(Collected data)
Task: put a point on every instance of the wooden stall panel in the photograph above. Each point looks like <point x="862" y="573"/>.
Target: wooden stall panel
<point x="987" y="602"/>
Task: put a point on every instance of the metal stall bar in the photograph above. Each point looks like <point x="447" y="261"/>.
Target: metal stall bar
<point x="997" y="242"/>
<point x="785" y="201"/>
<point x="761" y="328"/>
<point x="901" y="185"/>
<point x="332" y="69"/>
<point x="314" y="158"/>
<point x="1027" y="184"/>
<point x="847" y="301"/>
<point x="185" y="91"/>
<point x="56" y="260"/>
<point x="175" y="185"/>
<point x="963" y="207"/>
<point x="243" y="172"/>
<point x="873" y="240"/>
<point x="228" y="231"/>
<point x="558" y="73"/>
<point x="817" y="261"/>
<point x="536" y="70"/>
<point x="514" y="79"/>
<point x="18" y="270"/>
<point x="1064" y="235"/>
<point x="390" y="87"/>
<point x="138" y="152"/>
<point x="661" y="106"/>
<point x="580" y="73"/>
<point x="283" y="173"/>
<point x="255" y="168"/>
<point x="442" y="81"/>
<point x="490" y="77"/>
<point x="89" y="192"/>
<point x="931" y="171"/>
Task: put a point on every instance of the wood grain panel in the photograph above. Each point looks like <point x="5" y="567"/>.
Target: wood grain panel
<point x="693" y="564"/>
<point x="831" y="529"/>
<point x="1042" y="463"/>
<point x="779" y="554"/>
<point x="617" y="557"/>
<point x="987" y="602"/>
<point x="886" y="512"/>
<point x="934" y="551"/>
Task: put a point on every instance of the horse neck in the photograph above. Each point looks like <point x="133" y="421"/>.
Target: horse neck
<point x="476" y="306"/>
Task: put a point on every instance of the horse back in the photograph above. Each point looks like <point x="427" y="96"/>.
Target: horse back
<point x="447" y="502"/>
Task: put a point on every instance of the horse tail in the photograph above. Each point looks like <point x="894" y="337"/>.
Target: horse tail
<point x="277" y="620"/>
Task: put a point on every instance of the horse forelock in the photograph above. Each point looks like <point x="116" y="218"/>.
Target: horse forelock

== TASK INSTRUCTIONS ==
Print the records above in full, exactly.

== ANSWER TO THE PROBLEM ==
Task: put a point on every instance of the wooden stall panel in the photograph above. Each point looks like <point x="862" y="573"/>.
Target: wooden stall panel
<point x="987" y="602"/>
Task: put a point on every instance of the metal stall bar in the photograph above. Each point looks like <point x="447" y="261"/>.
Target: metal stall bar
<point x="997" y="242"/>
<point x="785" y="201"/>
<point x="761" y="328"/>
<point x="901" y="185"/>
<point x="332" y="69"/>
<point x="314" y="158"/>
<point x="1027" y="184"/>
<point x="847" y="301"/>
<point x="185" y="91"/>
<point x="56" y="260"/>
<point x="175" y="185"/>
<point x="963" y="207"/>
<point x="243" y="172"/>
<point x="873" y="240"/>
<point x="228" y="231"/>
<point x="558" y="73"/>
<point x="817" y="261"/>
<point x="536" y="70"/>
<point x="514" y="79"/>
<point x="18" y="270"/>
<point x="1064" y="235"/>
<point x="390" y="87"/>
<point x="138" y="152"/>
<point x="661" y="106"/>
<point x="580" y="73"/>
<point x="283" y="173"/>
<point x="255" y="168"/>
<point x="442" y="81"/>
<point x="490" y="77"/>
<point x="89" y="192"/>
<point x="931" y="171"/>
Task: put a point on every instance of the wood grain panel in the photograph above. Each point looks like <point x="5" y="567"/>.
Target: wood grain panel
<point x="693" y="564"/>
<point x="831" y="529"/>
<point x="1042" y="463"/>
<point x="779" y="554"/>
<point x="617" y="557"/>
<point x="987" y="602"/>
<point x="886" y="512"/>
<point x="934" y="551"/>
Task: put a point on every instance of the horse neck in the photograph above. Each point looks like <point x="133" y="421"/>.
Target: horse neck
<point x="476" y="306"/>
Task: put a point on every instance of the horse back in the photograph above. Each point looks like <point x="427" y="96"/>.
Target: horse back
<point x="447" y="502"/>
Task: put a point on every instance of the horse tail in the photograph above. Each point looks like <point x="894" y="337"/>.
Target: horse tail
<point x="277" y="620"/>
Task: put a point on every instance of the horse forelock in the photograph above. Each point looks like <point x="116" y="218"/>.
Target: horse forelock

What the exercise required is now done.